### [GIVEN REQUEST]
Rewrite every line of the records below as a numbered list, omitting any blank lines.

### [Collection entries]
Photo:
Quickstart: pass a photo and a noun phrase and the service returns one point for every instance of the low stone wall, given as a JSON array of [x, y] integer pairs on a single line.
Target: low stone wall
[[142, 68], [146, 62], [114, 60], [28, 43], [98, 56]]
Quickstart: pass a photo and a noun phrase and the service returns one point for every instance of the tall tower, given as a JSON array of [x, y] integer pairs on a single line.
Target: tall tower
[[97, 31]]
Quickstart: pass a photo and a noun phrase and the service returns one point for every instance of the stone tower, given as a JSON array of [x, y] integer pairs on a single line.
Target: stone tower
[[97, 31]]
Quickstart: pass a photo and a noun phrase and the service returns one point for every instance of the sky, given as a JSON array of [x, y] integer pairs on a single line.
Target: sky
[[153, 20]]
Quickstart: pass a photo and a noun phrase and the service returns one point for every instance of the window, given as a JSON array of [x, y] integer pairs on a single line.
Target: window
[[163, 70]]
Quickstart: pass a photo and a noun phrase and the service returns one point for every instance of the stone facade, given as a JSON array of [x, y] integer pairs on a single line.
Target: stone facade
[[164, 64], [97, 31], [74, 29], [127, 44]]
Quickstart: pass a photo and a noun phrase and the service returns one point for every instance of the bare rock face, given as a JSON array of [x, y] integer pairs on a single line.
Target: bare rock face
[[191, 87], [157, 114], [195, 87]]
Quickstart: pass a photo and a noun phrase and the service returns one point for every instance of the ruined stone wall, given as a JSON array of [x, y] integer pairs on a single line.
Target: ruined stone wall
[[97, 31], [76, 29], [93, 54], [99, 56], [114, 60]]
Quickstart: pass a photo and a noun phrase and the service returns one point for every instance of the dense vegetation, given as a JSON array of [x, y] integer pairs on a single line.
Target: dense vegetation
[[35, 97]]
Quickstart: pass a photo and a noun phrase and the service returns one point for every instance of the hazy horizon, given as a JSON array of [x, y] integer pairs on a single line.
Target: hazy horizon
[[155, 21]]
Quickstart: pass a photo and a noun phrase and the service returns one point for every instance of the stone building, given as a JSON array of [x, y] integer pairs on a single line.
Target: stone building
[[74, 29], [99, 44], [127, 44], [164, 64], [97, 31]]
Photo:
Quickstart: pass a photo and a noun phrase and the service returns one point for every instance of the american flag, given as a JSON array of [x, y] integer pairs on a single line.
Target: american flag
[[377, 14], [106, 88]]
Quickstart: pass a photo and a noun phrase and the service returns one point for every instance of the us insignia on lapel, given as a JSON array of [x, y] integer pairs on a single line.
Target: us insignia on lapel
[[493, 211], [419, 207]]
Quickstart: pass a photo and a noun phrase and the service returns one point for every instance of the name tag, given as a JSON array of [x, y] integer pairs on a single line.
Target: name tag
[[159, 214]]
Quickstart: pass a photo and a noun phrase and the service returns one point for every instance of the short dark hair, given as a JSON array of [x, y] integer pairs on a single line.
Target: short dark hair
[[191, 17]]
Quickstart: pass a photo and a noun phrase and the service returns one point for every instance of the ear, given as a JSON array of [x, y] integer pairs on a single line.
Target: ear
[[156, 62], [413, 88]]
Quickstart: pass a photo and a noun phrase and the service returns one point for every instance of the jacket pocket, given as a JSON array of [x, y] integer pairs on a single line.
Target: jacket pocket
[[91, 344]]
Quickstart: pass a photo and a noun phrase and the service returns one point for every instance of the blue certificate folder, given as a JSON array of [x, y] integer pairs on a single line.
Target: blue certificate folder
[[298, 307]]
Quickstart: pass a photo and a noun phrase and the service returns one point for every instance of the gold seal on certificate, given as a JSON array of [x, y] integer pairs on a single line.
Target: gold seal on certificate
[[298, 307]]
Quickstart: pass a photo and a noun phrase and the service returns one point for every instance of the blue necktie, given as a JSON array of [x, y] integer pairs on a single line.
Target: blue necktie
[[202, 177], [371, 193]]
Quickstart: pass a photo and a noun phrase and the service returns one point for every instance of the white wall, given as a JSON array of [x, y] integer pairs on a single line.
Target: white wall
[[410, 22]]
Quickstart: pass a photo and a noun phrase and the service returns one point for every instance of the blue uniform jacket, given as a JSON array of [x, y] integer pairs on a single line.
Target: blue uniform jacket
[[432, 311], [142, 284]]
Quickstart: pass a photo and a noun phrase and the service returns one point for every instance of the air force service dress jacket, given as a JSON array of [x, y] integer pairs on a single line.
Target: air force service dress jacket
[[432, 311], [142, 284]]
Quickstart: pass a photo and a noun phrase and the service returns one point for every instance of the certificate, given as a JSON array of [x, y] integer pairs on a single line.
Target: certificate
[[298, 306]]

### [TASK ANSWER]
1. Photo:
2. Quickstart: pass a photo and a noun phrase and the service returns one point for every instance of the low stone wall, given as a JSON array of [x, y] integer pairs on a single line.
3. Target: low stone wall
4. [[142, 68], [146, 62], [114, 60], [28, 43], [98, 56]]
5. Quickstart: pass a photo and a noun phrase and the service returns one point for every instance of the tall tower, given as a JSON array of [x, y] integer pairs on a single line.
6. Target: tall tower
7. [[97, 31]]
8. Quickstart: pass a photo and a noun phrase and the service returns one point for every instance of the stone tower, given as a JSON array of [x, y] integer pairs on a single line.
9. Target: stone tower
10. [[97, 31]]
11. Quickstart: pass a photo and a noun phrase and the service returns one point for every instance of the sky, given as a JSON array of [x, y] integer pairs on a single line.
12. Target: sky
13. [[153, 20]]
14. Quickstart: pass a photo and a noun phrase and the service returns one point for every instance of the window, given as a JSON array of [x, y] integer pairs on a single line.
15. Target: window
16. [[163, 70]]
17. Quickstart: pass a photo and a noun phrase and the service returns one point for every instance of the stone facade, given as a JSON array of [x, y] integer pairs on a single line.
18. Target: stone facade
19. [[164, 64], [97, 31], [74, 29], [127, 44]]
20. Quickstart: pass a photo and a noun phrase and the service returns one point for every instance of the bare rock face, given as a JSON array of [x, y] integer pairs on a single line.
21. Target: bare rock face
22. [[191, 87], [157, 114], [195, 87]]
23. Quickstart: pass a photo and a noun phrase and the service returns one point for every instance of the ruined stone wall, given as a JSON array of [x, y] integer pairs on a single line.
24. Target: ruined stone wall
25. [[97, 31], [76, 29], [93, 54], [99, 56], [114, 60]]
26. Quickstart: pass a photo and a noun phrase and the service returns one point for every instance of the dense vegetation, given as a JSON array of [x, y] integer pairs on a single line.
27. Target: dense vegetation
28. [[35, 97]]
29. Quickstart: pass a photo and a noun phrase and the service returns one point for every instance of the hazy horizon, given as a JSON array of [x, y] integer pairs on a single line.
30. Target: hazy horizon
31. [[155, 21]]
32. Quickstart: pass a photo and a noun phrase and the service returns one point for every instance of the stone building, given as a JSON array of [x, y] integer pairs on a single line.
33. Target: stone building
34. [[74, 29], [99, 44], [127, 44], [164, 64], [97, 31]]
35. Photo:
36. Quickstart: pass a photo and a noun phrase and the service returns one point for every instance of the american flag, given as a JSON array of [x, y] integer pairs on a single line.
37. Target: american flag
38. [[377, 14], [106, 88]]
39. Quickstart: pass a photo and a noun phrase and the service returns one point for every instance of the us insignia on lapel, given as a JSON array of [x, y] integer pairs on a single line.
40. Target: us insignia on lapel
41. [[493, 211], [419, 207]]
42. Quickstart: pass a photo and a noun phrase and the service returns one point for every instance of the name tag, given as a JSON array of [x, y] integer pairs on a single line.
43. Target: name tag
44. [[159, 214]]
45. Quickstart: pass a photo and a noun phrase and the service returns one point for every instance of the short dark hair, given as a JSON array of [x, y] integer pairs on a single line.
46. Target: short dark hair
47. [[191, 17]]
48. Quickstart: pass a photo and a noun phrase and the service returns one point for every instance of the ear, given as a JSON array of [x, y] integer pairs on a single line.
49. Target: ear
50. [[156, 62], [413, 88]]
51. Quickstart: pass a photo and a noun phrase and the service returns one point for every instance of the jacket pocket, given as a JSON array of [x, y] integer pairs on a single line.
52. Target: jacket pocket
53. [[91, 344]]
54. Quickstart: pass a photo and a noun phrase and the service returns one point for every instance of the blue certificate folder, given as a JSON array of [x, y] integer pairs on a single line.
55. Target: blue certificate folder
56. [[298, 307]]
57. Quickstart: pass a photo and a noun phrase and the service returns one point for every instance of the gold seal on certificate, given as a JSON array of [x, y] integer pairs on a single line.
58. Target: gold seal on certificate
59. [[298, 307]]
60. Quickstart: pass a photo and a noun phrase and the service returns one point for every instance of the blue necktie, given as a JSON array of [x, y] integer pairs on a single line.
61. Target: blue necktie
62. [[202, 177], [371, 193]]
63. Quickstart: pass a photo and a noun phrase and the service returns one point for every instance of the white wall, given as a JSON array of [x, y] integer pairs on a single line.
64. Target: white wall
65. [[410, 22]]
66. Quickstart: pass a photo and a noun phrase and the service returns one point for every instance of the blue uniform jacket, given as a JSON array of [x, y] integer pairs on a single line.
67. Target: blue uniform jacket
68. [[432, 311], [142, 284]]
69. Quickstart: pass a photo and a noun phrase and the service returns one point for every instance of the air force service dress jacket, given as a JSON array of [x, y] integer pairs on a single line.
70. Target: air force service dress jacket
71. [[432, 311], [142, 284]]
72. Quickstart: pass a photo and a noun phrase and the service returns one point for every instance of the certificate, given as a JSON array of [x, y] integer pairs on a single line.
73. Target: certificate
74. [[298, 306]]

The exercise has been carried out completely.